◆ **Work item**
Please write out exactly the lines of the data below from the line holding "of the jagged" through the line holding "of the rocky", and leave out the rest.

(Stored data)
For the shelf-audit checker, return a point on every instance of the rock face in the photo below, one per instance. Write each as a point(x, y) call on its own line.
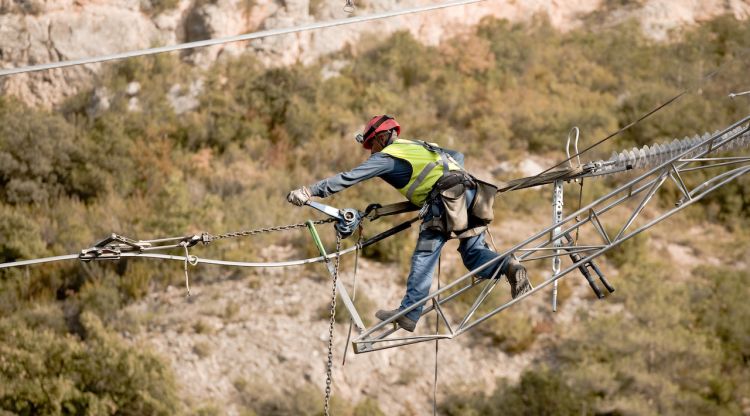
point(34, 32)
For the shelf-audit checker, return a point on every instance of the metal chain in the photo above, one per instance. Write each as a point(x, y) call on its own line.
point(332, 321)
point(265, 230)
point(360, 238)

==

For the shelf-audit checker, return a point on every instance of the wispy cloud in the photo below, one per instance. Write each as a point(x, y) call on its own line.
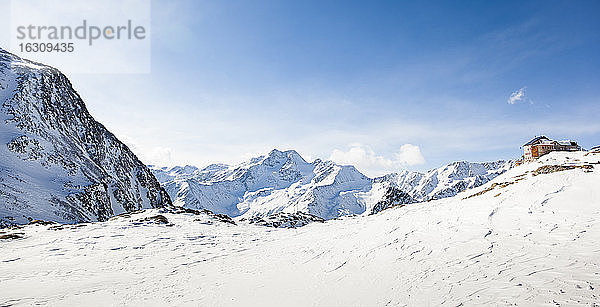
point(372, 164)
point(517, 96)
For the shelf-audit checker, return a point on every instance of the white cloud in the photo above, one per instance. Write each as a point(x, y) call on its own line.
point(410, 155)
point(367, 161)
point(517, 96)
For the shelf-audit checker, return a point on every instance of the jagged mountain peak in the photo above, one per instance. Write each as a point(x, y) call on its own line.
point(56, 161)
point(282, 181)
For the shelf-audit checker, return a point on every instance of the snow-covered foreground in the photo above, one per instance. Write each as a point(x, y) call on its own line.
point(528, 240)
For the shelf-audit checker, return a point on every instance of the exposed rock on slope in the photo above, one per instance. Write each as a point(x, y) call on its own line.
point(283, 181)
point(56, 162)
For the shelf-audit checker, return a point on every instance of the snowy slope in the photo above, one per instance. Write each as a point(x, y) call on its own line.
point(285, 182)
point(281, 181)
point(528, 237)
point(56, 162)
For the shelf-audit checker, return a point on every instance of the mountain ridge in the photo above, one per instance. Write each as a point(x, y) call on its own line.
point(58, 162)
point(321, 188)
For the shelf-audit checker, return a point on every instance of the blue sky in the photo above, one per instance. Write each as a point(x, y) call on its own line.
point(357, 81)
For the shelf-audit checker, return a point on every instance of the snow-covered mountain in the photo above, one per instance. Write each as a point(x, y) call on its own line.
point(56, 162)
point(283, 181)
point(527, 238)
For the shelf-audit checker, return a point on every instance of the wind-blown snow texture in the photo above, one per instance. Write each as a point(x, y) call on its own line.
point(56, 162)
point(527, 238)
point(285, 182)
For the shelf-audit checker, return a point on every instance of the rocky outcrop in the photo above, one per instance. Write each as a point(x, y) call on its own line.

==

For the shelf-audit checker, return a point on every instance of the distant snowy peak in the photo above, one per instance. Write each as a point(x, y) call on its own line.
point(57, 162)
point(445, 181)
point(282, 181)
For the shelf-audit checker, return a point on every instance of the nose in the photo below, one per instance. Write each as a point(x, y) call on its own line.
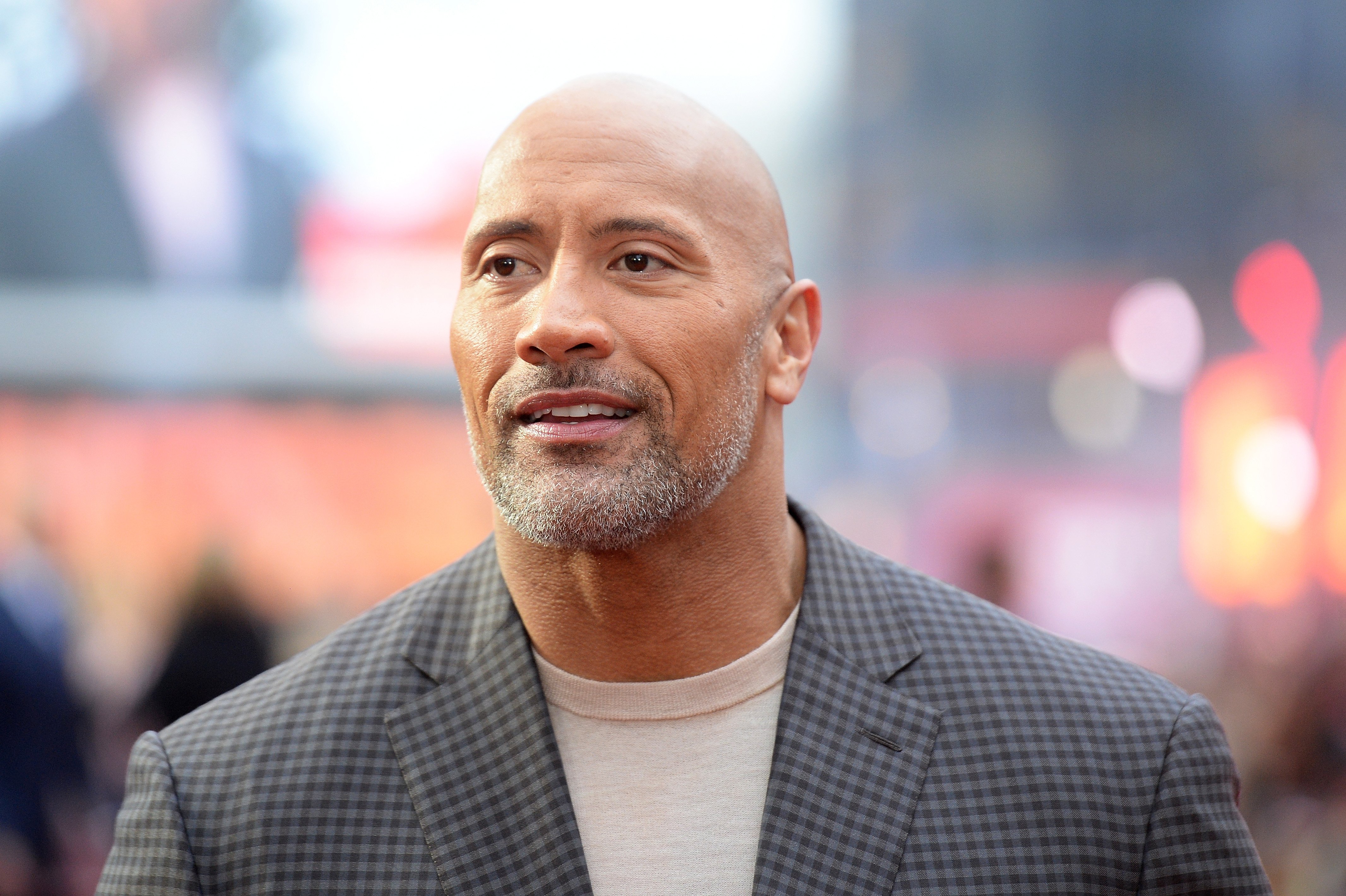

◆ **Output of the task**
For the shelf-audit checker, return a point on every instance of the jagged mountain peak in the photo above, one per instance. Write each as a point(x, y) call on its own line.
point(56, 161)
point(282, 181)
For the shelf-audit checker, return a point on every instance of the snow-covered foreground in the photo above, one per instance. Write each as a point(x, y) call on its own line.
point(528, 240)
For the shelf-audit checker, return a point on every instance of the exposed rock on slope in the photo above, one per instance. Write each as a point(x, y) call on its own line.
point(283, 181)
point(56, 162)
For the shelf-audit checker, return a point on every instance of the snowy slope in the photo above, one per instance. Write each as a point(x, y) call on its own line.
point(285, 182)
point(281, 181)
point(528, 237)
point(56, 162)
For the shelf-audit checker, return a point on every instance of the mountain ridge in the photo above, one per instance. Write each as a point(x, y) call on its own line.
point(58, 162)
point(321, 188)
For the shelf-audit checker, return a point on every instance of the blue sky in the photo above, one per instance. Write each as a point(x, y) call on its own line.
point(357, 81)
For the shelf-audit checker, return a point on every instance of the snow-covered mountain in the photo above, one per instance. Write each as a point(x, y) call on its own line.
point(56, 162)
point(283, 181)
point(527, 238)
For the shelf-audit checker, return a point on every instance of the wind-blown snow texture in the photo above, one per instance. Write each as a point(x, y) call on its own line.
point(56, 162)
point(527, 238)
point(285, 182)
For the shelf-audit checker, return a point on every instance of the rocky outcrop in the photo above, one per instance. Write each as a point(x, y) call on its own line.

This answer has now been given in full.